A South African court on Tuesday rejected an application by former President Jacob Zuma to have the attorney general dismiss his corruption trial in connection with a 1999 arms deal with five European companies.

Zuma had asked that the prosecutor, Billy Downer, be removed from the case, saying he was neither independent nor impartial. He accused Downer of leaking his medical records to the media.

But a judge, Piet Koen, who sits in the Pietermaritzburg Magistrate's Court in the southeast of the country, told a hearing attended by Zuma that he was "not persuaded that Mr Downer is not fit to prosecute or should no longer be a prosecutor.

"As it stands, it has not been proven that Mr. Zuma's rights to a constitutionally fair trial have been impaired, or that there is a real possibility that his rights will be impaired," he continued.

He therefore gave Zuma a date of April 11, 2022 for the resumption of this long trial. 

Zuma, who was vice-president at the time, is accused of taking bribes from the French company Thales, and is facing 16 counts of fraud, corruption and racketeering. The trial began in May after years of postponements and delays.

The 79-year-old former South African head of state was released from prison in September due to health problems while serving a 15-month sentence for stubbornly refusing to appear before a commission investigating state corruption under his presidency (2009-2018).

◆ What the task asks
List every person named in the news report above. The lines that follow have no connection to the news report above.

◆ Data
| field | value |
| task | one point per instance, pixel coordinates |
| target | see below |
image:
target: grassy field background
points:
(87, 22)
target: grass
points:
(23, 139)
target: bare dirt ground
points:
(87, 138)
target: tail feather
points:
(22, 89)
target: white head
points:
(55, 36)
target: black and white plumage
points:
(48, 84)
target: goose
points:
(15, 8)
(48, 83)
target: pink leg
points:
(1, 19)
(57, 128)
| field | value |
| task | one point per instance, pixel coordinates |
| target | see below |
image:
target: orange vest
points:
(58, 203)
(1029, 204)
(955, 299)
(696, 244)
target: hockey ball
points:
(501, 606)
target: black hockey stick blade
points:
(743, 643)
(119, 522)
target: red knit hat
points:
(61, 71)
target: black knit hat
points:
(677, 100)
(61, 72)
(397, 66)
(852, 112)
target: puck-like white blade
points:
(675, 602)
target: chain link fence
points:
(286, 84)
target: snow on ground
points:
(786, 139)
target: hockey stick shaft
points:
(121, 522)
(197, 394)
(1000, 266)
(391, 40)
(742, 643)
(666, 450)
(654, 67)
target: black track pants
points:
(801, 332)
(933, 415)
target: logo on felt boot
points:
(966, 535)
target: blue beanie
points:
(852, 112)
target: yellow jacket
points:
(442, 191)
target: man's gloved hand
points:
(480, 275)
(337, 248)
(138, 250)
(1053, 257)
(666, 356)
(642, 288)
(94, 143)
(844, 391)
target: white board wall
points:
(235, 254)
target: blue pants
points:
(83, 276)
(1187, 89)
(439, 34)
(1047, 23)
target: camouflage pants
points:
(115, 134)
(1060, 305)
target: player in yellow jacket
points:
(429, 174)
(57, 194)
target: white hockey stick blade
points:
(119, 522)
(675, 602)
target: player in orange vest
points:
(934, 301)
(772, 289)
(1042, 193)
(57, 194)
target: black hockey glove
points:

◆ Completed task
Jacob Zuma, Billy Downer, Piet Koen